%%

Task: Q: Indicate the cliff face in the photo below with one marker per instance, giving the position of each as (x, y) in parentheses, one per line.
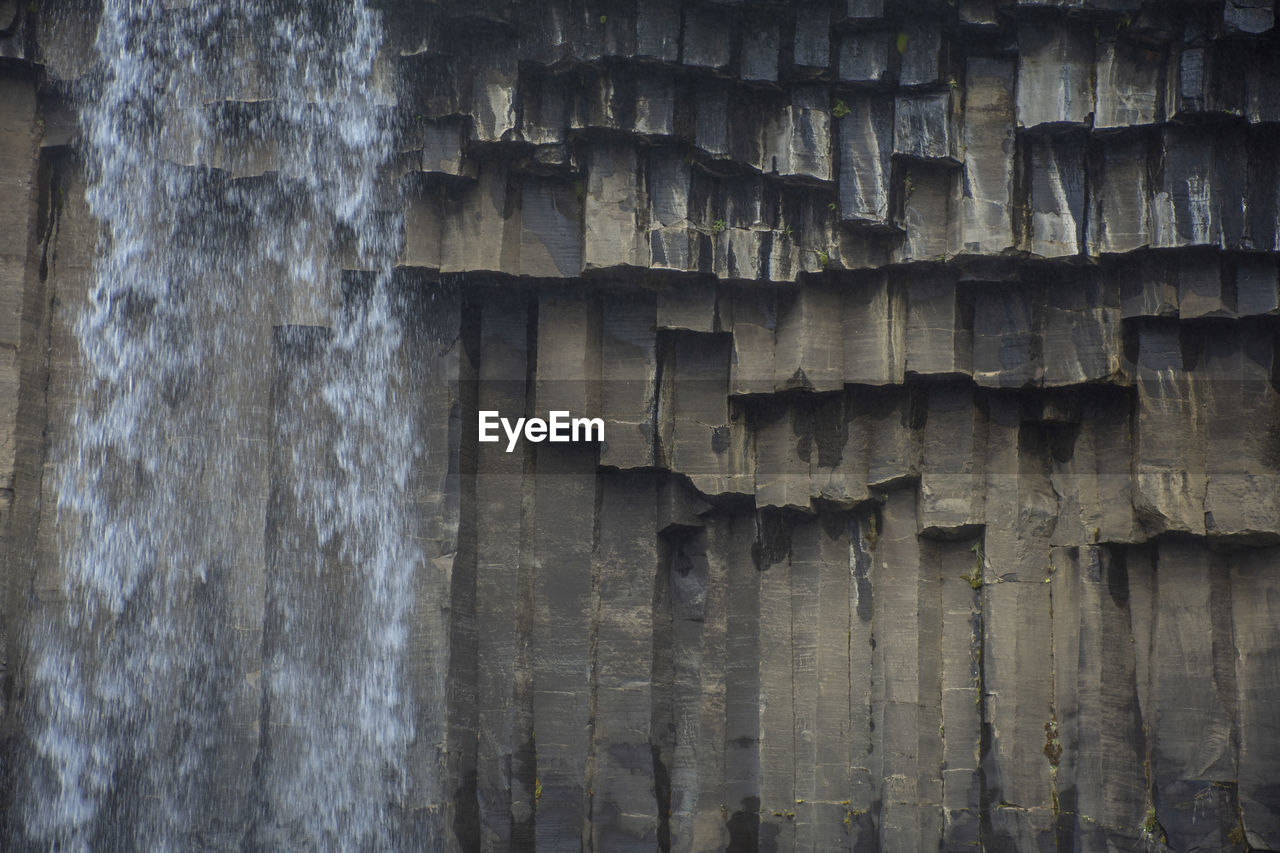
(935, 342)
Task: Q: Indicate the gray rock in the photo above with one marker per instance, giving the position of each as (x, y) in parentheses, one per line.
(1054, 73)
(865, 147)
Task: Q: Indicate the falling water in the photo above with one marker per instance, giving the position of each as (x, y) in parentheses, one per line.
(191, 692)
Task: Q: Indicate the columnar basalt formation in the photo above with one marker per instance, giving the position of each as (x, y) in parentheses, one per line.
(938, 503)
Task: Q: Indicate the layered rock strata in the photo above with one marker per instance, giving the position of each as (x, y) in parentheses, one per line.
(936, 349)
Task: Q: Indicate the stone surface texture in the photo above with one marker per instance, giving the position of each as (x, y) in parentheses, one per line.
(936, 342)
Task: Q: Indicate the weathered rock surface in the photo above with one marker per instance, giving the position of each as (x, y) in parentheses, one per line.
(938, 503)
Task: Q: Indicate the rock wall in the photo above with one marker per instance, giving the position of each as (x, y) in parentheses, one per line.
(936, 350)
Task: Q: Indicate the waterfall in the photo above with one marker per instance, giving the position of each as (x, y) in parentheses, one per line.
(192, 690)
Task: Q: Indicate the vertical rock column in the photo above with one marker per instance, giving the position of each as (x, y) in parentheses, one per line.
(565, 493)
(499, 482)
(23, 372)
(624, 802)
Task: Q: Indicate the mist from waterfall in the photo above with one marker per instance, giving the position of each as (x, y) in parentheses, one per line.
(161, 714)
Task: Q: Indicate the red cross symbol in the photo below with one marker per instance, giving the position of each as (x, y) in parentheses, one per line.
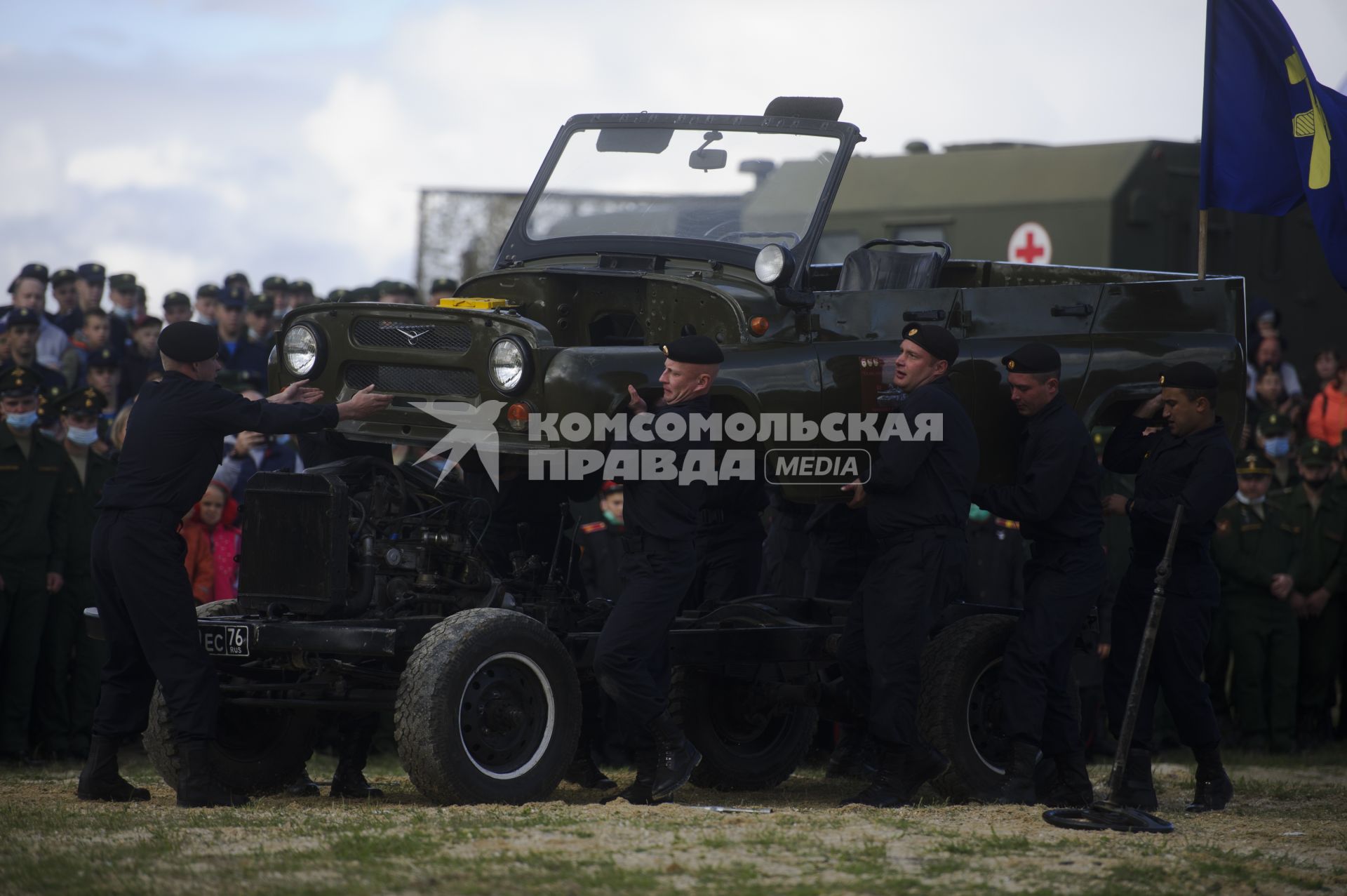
(1029, 244)
(1029, 253)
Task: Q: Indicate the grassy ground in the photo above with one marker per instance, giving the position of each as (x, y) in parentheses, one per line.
(1284, 834)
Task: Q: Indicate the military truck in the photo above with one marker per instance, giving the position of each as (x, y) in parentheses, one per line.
(363, 587)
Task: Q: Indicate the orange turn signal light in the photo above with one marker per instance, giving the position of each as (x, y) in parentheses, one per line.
(518, 417)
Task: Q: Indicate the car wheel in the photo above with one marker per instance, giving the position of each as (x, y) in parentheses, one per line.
(488, 709)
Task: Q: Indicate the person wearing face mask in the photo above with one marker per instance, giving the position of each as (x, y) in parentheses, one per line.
(70, 660)
(34, 546)
(1320, 515)
(145, 599)
(1276, 437)
(1254, 549)
(1187, 462)
(247, 453)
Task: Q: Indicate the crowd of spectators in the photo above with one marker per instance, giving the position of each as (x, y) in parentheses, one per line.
(91, 359)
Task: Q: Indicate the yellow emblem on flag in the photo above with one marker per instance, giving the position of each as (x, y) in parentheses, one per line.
(1311, 124)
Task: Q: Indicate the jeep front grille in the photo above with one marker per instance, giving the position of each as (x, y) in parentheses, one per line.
(403, 335)
(418, 380)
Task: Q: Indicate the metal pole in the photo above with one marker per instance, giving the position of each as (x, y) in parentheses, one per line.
(1148, 646)
(1202, 244)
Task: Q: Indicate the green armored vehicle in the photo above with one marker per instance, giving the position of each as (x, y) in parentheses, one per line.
(361, 587)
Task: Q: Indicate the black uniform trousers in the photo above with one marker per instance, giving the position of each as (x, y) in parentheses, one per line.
(150, 622)
(890, 624)
(632, 655)
(1063, 581)
(1177, 664)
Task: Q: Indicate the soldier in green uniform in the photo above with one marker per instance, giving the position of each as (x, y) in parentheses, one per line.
(1254, 549)
(1320, 515)
(70, 662)
(34, 480)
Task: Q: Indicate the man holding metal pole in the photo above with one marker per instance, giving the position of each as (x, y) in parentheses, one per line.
(1188, 462)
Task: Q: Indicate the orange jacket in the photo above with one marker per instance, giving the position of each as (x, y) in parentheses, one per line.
(201, 568)
(1327, 415)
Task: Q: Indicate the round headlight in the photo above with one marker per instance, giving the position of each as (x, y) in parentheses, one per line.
(775, 265)
(301, 352)
(509, 366)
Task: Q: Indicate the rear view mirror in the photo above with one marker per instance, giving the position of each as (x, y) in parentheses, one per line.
(635, 139)
(707, 159)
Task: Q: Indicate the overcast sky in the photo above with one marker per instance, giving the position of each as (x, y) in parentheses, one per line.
(182, 139)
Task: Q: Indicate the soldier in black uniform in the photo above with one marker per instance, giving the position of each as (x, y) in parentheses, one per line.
(632, 655)
(142, 588)
(1191, 462)
(918, 504)
(1055, 499)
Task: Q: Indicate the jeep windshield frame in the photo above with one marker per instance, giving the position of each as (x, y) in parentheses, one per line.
(519, 247)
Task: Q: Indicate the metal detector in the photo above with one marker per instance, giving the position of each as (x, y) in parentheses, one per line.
(1105, 814)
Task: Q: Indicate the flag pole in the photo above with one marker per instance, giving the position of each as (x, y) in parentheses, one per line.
(1202, 244)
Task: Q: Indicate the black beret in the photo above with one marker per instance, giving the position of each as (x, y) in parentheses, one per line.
(92, 272)
(1033, 357)
(18, 382)
(102, 359)
(88, 401)
(1315, 453)
(23, 317)
(189, 342)
(1190, 375)
(33, 271)
(1253, 462)
(935, 340)
(234, 297)
(694, 349)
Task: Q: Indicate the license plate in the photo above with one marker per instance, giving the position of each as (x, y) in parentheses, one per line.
(225, 641)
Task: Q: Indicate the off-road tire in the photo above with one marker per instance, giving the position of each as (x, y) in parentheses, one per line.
(256, 749)
(739, 752)
(512, 747)
(960, 716)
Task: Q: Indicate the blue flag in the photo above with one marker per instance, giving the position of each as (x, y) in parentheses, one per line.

%%

→ TASK DIRECTIONS
Return the listing above word for word, with the pictures removed.

→ PROBLEM SOLUTION
Task: Q: Indicate the cliff face in the photo below with one marker per instance, giving the position of each as (x, y) in parentheses, one per line.
(935, 342)
Task: Q: Indicate the gray rock in the photo above with one marker per instance, giving the position of each as (x, y) in parentheses, one per line.
(1054, 73)
(865, 147)
Task: Q: Indicate the falling water in the photo above with one marker per instance, giving the position of each as (x, y) in parentheses, one per line.
(191, 692)
Task: Q: Indicate the columnar basalt formation in the photo above with one marker per instance, giving the position of each as (x, y) in parentheses, one per line.
(938, 503)
Task: Q: Indicate the layered rock strata in the photo above with one marker per instance, giving the position of each as (x, y) in parentheses, one per line.
(936, 349)
Task: Q: Indicate the stone surface texture in the photo above with one marker per instance, giving the position of each as (x, y) in parentheses, one per line.
(936, 342)
Task: Q: Indicate the weathered rock surface in the photo above with one marker per instance, giving the position of each as (x, y) in parentheses, one per line.
(938, 503)
Task: Q: Indicate the rock wall in the photo above with one marker per instance, giving the position of each as (x, y) in parentheses, one per line.
(936, 350)
Task: Q: Indicate the waterfall in the photo above with one marker per instance, giving the position of each as (x, y) in parentheses, one per line.
(192, 690)
Task: Q: Indicate the vertical rock column in the photo above with one marker per instance, giving the position of each as (x, y) in parentheses, one per line.
(565, 493)
(499, 482)
(23, 372)
(624, 802)
Task: Q: Indicate the mist from waterfall in the photo above with one marker per instance, giving the position of each as (x, y) in parentheses, one per line.
(161, 714)
Task: Q: Indicate the red cross symbol in the photo below with one marker per instance, giving the position of each as (x, y) in parentheses, one per line.
(1029, 244)
(1029, 253)
Task: Q: Indicate the grassy ground in the photo above with one marker per instance, giving the position of each as (x, y) in parentheses, one per line.
(1284, 834)
Task: Q: Indicate the military truck in the photo above with one marker per instance, giving the position of each as (x, y) in parentheses, one per line.
(363, 587)
Task: Q: Indicate the orange turn signal light in the photo above with one marker per instance, giving the position of each as (x, y) in parentheses, one per line.
(518, 417)
Task: Q: Indicate the car wheel in the photo above with one marker per instance, giving the position of each as (x, y) in parentheses, one per line.
(488, 709)
Task: Q: Indicate the person wearing face mask in the photo above with one marker per instance, giving the position of each as (x, y) in parentheses, one per line.
(70, 660)
(34, 546)
(1320, 515)
(145, 599)
(1276, 437)
(1254, 549)
(1187, 462)
(247, 453)
Task: Q: Indicate the crowd of spectators in the photo above with one marker per instance, giving the position of each as (x, y) in parentheses, one per line.
(91, 359)
Task: Q: Indicate the yellow emblem on flag in the photo above with one marker per instance, giving the position of each as (x, y) in parentheses, one per line.
(1311, 124)
Task: Q: Indicate the jeep front grille in the photo above with one marker per instance, giving the position of each as (x, y) in parentheses, one per line.
(403, 335)
(418, 380)
Task: Q: Indicate the metal pole in the photo above with one marker per instance, giving the position of each as (x, y) in parentheses, one per line.
(1148, 646)
(1202, 244)
Task: Q: Indicate the green armored vehicle in the photo above with one marker per instance, giving the position of each as (x, y) in parentheses, one per line.
(361, 587)
Task: Q: Indicate the black uniform trousers in the photo above with one marker per instance, giving the position of each as (x, y) in parentheses, one per line.
(150, 622)
(890, 624)
(632, 655)
(1063, 581)
(1177, 664)
Task: Q: Indicate the soldier in green uniform in the photo above with one marker per instance, giving the position of each as (x, y) in parentheses, one per line.
(1254, 549)
(1320, 515)
(70, 662)
(34, 480)
Task: Q: Indicate the man holding metal pole in the photo above with one marker per instance, giving the position of each as (x, y) in parentheses, one per line.
(1188, 462)
Task: Q: Indicate the orange jacket in the photo above with one marker per instance, giving the position of each as (x, y) in parentheses, one per line.
(201, 568)
(1327, 415)
Task: Q: Indicate the round headlight in the photo above with one marker per instance, giving the position of each as (x, y) in parentheses, one per line.
(775, 265)
(301, 352)
(509, 366)
Task: Q: Indicate the rear view mirror in the photo above with one marker per instance, giving the position of each as (x, y) in parentheses, one per line.
(635, 139)
(707, 159)
Task: Q: Indicate the overcast sky in the photo above with one marker per instance, giving the position of each as (x, y) in parentheses, one per line.
(182, 139)
Task: Q: Indicate the soldier in black uniform in the photo above with one marker per instance, giving the position of each as (x, y) in parentheses, one per line.
(632, 655)
(142, 588)
(1191, 462)
(918, 504)
(1055, 499)
Task: Q: Indicate the jeep windshield frame in the photo above with one marker per instance, giving the position of each as (x, y) in parentheses, one per line.
(519, 247)
Task: Q: Indicate the metal detector in the photo above with one marker per instance, giving the position of each as (x, y) in parentheses, one per line.
(1105, 814)
Task: Q: Indicate the flag pole in the photo above with one marker per instance, giving the position of each as (x, y) in parentheses, one per line.
(1202, 244)
Task: Q: Indicate the black beret in the photo above with one marker per instance, giving the position of each as (x, y) in parentheses, one per line.
(92, 272)
(1033, 357)
(18, 382)
(102, 359)
(88, 401)
(1315, 453)
(23, 317)
(189, 342)
(1190, 375)
(33, 271)
(1253, 462)
(935, 340)
(234, 297)
(694, 349)
Task: Q: Indicate the license plate in the photo above with one marker per instance, giving the position of each as (x, y) in parentheses, one per line.
(225, 641)
Task: Q: Indicate the off-road tire in the photo above with one marker per instance, giving the position of each as (x, y) in parentheses, one per line.
(256, 749)
(739, 752)
(512, 747)
(960, 716)
Task: Q: Indicate the blue flag in the photo above with one marker per instance, giving the position of each as (x, y) in parentheses, one per line.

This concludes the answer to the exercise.